A guerra do chip – The Economist
Legenda: Estados Unidos dominam as áreas mais avançadas da indústria de chips
É nessa indústria onde a liderança industrial dos EUA e as ambições de superpotência da China se enfrentam.
As disputas comerciais do presidente Donald Trump têm por fundo uma velha concepção: a de que tarifas são a arma mais poderosa. Mercados baseados em economia antiga – dos carros ao aço – são o principal campo de batalha dessas disputas. Fazendeiros e fábricas preocupam o presidente. E a química pessoal de Trump com outros poderosos do mundo pode levar a acordos. Daí o enfoque na reunião entre Trump e Xi Jinping na cúpula do G-20, iniciada sexta-feira em Buenos Aires (depois de a revista ir para impressão). No entanto, o conflito entre Estados Unidos e China que mais importa é uma guerra do século 21 – a guerra da tecnologia. Ela abrange tudo, da inteligência artificial (IA) a equipamento de rede. O principal campo de batalha dessa guerra são os semicondutores.
A indústria de chips é onde a liderança industrial dos EUA e as ambições de superpotência da China se enfrentam mais diretamente. Não importa o que Trump e Xi digam no G-20: esse conflito vai durar mais que os dois. Chips são o fundamento da economia digital e da segurança nacional. Carros se tornaram computadores sobre rodas. Bancos são computadores que movimentam dinheiro. Exércitos lutam tanto com silício como com aço.
Empresas dos EUA e de aliados do país, como Coreia do Sul e Taiwan, dominam as áreas mais avançadas dessa indústria. A China, em contraste, depende do exterior para se suprir de chips avançados. Gasta mais na importação de semicondutores que na de petróleo. A lista das 15 maiores empresas de semicondutores não inclui uma única chinesa.

◆ **DADOS FORNECIDOS**:
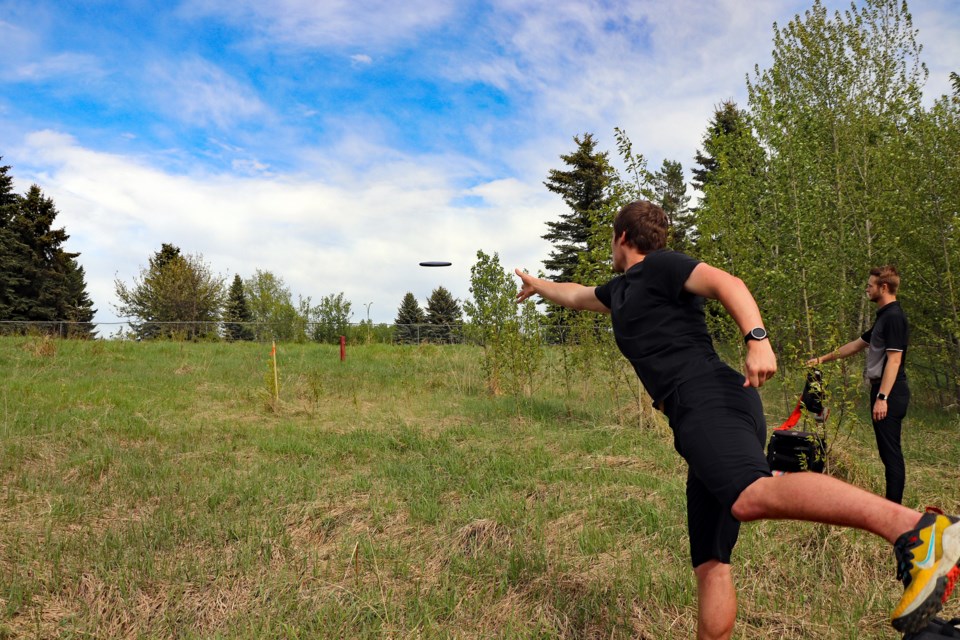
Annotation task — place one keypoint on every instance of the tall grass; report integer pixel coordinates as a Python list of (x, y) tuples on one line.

◆ **SUA TAREFA**: Dê sequência ao artigo sobre a disputa dos semicondutores entre Estados Unidos e China, começando logo após a última frase apresentada.

◆ **RESULTADO DA TAREFA**:
Muito antes de Trump entrar em cena, a China já fazia planos de se atualizar. Em 2014, o governo de Pequim anunciou a criação de um fundo de 1 trilhão de ienes (US$ 150 bilhões) para aperfeiçoar sua indústria. A previsão é que semicondutores sejam destaques “made in China” em 2025, seguindo um plano de desenvolvimento lançado em 2015. As ambições chinesas de criar uma indústria de semicomputadores de vanguarda preocupavam o antecessor de Trump. Em 2015, Barack Obama impediu a Intel de vender à China seus chips mais inovadores; em 2016, pôs obstáculos na compra de uma fábrica alemã de chips por uma empresa chinesa.
Um relatório divulgado pela Casa Branca antes de Obama deixar o cargo recomendava ações contra subsídios chineses e forçava a transferência de tecnologia. Embora a batalha do chip seja anterior a Trump, ela foi intensificada por sua presidência. Ele bloqueou um lance dado por Cingapura para compra da empresa Qualcomm, fazendo desta uma “campeã nacional”, por temer a competição chinesa. No início do ano, a proibição da venda de chips e softwares americanos para a ZTE levou em poucos dias essa empresa chinesa à beira da falência. Mas, assustado com o tumulto criado e, segundo ele, sensibilizado por apelos de Xi, Trump recuou rapidamente.
Duas coisas mudaram. Primeiro, os EUA entenderam que sua dianteira tecnológica lhe dava poder sobre a China. Assim, impuseram controle à exportação americana que afetaram a Fujian Jinhua, outra empresa chinesa acusada de roubar segredos. A Casa Branca também passou a estudar a ampliação do boicote a tecnologias emergentes. Segundo, os incentivos da China para que o país se torne autossuficiente aumentaram exponencialmente. Gigantes chineses da tecnologia estão nessa campanha: Alibaba, Baidu e Huawei estão despejando dinheiro na fabricação de chips. E a China vem mostrando que pode dificultar a ação de empresas americanas. No início do ano, a Qualcomm desistiu da compra da holandesa NXP depois de obstáculos criados por órgãos reguladores chineses. Nenhum dos dois países parece disposto a abandonar seus interesses.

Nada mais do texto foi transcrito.